■ Written instruction ■
Copy the lines below verbatim, beginning with the line that includes "the white baseball" and continuing to the end; leave out everything before it.

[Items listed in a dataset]
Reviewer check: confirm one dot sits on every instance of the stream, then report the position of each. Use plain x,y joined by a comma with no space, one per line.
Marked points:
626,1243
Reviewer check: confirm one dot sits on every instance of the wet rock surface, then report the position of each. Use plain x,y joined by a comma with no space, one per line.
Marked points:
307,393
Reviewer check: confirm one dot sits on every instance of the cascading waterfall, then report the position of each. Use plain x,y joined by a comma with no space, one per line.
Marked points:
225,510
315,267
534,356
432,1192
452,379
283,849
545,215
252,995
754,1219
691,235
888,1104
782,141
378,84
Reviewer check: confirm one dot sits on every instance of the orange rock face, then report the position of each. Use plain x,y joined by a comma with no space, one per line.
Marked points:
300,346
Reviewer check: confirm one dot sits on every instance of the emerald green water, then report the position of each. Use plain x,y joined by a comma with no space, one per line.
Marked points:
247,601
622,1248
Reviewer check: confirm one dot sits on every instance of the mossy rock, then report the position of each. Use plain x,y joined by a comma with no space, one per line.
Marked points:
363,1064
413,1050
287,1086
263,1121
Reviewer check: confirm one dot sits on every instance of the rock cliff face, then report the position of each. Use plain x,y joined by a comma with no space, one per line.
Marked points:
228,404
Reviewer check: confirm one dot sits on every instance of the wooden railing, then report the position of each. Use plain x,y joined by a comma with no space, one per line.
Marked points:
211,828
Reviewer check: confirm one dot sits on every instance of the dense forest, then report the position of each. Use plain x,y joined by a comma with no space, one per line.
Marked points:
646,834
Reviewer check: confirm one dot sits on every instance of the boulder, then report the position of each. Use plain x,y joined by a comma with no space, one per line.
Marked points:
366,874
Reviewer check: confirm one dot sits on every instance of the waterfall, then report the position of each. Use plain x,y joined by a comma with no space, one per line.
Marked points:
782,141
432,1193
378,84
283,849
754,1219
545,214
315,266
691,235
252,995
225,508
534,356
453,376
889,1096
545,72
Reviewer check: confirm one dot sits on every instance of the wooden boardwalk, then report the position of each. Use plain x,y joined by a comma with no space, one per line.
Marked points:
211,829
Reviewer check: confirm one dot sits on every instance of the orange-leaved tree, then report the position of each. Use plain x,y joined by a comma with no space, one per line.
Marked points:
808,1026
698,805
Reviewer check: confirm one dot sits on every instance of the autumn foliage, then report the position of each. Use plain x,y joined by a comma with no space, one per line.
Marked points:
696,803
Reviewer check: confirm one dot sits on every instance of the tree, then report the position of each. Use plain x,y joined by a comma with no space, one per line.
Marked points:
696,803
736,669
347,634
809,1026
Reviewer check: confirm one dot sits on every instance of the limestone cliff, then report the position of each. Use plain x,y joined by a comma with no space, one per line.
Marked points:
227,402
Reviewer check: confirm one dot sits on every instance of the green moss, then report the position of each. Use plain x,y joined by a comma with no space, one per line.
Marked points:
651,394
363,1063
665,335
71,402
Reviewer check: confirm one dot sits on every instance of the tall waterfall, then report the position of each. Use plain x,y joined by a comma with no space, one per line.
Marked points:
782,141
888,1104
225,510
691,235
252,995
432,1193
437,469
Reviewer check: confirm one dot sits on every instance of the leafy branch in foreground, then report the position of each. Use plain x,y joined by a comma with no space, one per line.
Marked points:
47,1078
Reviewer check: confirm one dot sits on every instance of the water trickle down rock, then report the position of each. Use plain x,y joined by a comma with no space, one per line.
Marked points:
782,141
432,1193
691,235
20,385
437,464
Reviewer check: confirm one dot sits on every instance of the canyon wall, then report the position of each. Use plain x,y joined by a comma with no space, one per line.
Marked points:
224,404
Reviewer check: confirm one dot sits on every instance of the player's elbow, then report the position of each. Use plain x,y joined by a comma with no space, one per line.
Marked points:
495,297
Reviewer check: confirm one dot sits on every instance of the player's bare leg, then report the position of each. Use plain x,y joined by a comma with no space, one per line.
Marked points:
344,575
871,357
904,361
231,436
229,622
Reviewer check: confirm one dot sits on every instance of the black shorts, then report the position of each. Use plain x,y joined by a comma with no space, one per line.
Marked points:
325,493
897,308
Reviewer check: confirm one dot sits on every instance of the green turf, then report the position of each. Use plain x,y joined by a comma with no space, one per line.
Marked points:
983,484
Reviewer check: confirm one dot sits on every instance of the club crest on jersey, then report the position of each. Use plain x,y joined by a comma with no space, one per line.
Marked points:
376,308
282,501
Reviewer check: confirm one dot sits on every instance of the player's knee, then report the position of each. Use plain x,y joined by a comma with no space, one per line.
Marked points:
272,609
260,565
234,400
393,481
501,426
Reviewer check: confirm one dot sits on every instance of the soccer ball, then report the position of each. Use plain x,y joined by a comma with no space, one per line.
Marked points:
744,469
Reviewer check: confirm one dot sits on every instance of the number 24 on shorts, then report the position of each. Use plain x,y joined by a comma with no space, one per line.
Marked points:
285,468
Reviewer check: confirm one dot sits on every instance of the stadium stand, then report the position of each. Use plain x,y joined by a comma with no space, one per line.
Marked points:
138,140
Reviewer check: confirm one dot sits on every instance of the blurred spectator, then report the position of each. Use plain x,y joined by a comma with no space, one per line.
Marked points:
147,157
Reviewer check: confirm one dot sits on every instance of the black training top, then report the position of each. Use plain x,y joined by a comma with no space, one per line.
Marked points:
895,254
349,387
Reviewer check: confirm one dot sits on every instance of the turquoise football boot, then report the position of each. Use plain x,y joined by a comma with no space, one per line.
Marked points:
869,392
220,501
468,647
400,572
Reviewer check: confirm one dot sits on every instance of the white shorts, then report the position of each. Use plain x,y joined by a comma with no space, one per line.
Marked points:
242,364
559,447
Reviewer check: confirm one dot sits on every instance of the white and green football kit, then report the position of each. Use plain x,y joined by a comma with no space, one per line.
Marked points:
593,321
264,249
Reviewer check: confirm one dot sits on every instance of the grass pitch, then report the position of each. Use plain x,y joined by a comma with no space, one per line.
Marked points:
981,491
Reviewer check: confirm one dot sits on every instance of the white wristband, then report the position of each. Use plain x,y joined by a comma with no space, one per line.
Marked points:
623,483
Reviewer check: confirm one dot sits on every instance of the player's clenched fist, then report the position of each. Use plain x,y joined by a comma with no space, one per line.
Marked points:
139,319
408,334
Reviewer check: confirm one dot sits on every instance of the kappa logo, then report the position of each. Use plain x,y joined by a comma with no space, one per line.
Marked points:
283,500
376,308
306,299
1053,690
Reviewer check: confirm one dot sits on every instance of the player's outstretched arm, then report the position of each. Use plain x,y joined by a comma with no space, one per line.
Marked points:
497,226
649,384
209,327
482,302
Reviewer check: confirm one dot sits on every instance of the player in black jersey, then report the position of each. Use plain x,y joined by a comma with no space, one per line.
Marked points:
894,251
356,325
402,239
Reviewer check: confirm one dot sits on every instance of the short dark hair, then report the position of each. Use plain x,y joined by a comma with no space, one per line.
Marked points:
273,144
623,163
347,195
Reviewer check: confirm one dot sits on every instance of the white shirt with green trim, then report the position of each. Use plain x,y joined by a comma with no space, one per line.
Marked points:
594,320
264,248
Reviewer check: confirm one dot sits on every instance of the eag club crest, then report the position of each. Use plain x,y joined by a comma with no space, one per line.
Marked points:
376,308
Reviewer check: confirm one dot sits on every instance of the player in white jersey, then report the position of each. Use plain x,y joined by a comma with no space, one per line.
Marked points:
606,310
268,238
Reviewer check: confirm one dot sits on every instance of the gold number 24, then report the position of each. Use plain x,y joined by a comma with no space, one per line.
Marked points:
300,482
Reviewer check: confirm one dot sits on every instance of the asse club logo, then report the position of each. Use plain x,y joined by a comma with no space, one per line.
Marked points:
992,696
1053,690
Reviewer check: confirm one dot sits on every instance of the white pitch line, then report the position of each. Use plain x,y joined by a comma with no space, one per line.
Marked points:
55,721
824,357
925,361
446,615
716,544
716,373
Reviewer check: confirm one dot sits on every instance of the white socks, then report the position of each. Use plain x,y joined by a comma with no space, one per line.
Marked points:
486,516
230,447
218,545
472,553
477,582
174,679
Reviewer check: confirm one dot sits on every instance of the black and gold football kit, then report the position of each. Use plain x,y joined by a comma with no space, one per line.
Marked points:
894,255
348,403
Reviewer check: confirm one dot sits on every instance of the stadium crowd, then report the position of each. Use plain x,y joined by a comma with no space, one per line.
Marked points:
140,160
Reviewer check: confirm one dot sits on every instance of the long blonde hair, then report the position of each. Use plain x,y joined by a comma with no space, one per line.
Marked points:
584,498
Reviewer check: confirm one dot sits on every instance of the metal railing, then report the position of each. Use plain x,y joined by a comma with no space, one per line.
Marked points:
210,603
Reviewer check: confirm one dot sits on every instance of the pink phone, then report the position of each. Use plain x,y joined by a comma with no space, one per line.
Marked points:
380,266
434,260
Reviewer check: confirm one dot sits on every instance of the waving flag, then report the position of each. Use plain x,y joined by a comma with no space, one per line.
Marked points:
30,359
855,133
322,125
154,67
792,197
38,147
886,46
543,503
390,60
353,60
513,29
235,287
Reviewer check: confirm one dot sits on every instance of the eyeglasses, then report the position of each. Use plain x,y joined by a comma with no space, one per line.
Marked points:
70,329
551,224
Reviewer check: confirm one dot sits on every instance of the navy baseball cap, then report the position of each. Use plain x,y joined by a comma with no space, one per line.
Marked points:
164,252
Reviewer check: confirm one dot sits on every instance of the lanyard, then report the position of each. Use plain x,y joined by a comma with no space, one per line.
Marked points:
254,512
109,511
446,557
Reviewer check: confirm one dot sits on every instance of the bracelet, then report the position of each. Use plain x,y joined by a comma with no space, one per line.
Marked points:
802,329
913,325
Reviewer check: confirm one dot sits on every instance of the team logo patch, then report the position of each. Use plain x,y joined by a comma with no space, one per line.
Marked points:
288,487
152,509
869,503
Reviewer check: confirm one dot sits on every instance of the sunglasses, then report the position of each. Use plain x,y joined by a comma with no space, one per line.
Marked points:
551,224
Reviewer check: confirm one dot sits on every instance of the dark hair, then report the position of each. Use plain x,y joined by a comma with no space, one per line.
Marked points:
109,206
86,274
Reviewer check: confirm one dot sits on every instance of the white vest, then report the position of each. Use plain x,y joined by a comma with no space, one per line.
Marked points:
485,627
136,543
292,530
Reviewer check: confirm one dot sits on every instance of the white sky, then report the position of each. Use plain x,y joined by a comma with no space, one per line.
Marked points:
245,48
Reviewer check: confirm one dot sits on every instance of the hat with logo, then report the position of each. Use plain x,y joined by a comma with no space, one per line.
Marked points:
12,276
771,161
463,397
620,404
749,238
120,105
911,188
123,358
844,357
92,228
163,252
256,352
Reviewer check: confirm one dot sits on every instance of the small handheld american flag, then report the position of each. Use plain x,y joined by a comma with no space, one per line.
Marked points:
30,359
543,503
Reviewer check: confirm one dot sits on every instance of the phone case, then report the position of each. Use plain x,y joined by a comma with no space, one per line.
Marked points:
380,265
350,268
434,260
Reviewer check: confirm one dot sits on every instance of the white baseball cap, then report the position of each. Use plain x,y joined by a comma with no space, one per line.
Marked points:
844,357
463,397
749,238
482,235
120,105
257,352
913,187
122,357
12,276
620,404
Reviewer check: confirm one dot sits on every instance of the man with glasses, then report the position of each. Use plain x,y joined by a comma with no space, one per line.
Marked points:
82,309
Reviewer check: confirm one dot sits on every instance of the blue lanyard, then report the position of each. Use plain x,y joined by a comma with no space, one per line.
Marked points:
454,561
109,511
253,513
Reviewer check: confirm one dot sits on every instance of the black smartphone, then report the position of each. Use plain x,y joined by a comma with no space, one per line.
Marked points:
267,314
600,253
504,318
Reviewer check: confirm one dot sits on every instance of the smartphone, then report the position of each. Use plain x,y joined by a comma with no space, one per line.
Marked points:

■ Result for this task ■
Reviewer check: confirm one dot sits on every instance of the white baseball cap, then report the position of each. Use plain x,y joined by a comma with no space, one per line.
Marked points:
844,357
463,397
749,238
482,235
120,105
257,352
913,187
122,357
12,276
620,404
Reviewer check: confirm one dot sits on every instance of the man with glasses, then report the position of each. Use plain x,y joined by a comma with no space, one per line.
Marked points:
82,309
Reviewer check: confirm one dot sits on every instance of the blue lanyard, then report the position of each. Use plain x,y joined by a comma with no space, one per line.
Marked points:
454,561
109,511
253,513
Reviewer check: confirm one dot sits on every instance of the black smartphone, then report the position of each. Use plain x,y joined by a comma with no space, one per line.
Marked points:
267,314
600,253
504,318
Reviewer check: confirm one dot sits on every instance of the smartphone, then report the position of each. Use plain x,y joined by a comma with no space, one per line.
Marked points:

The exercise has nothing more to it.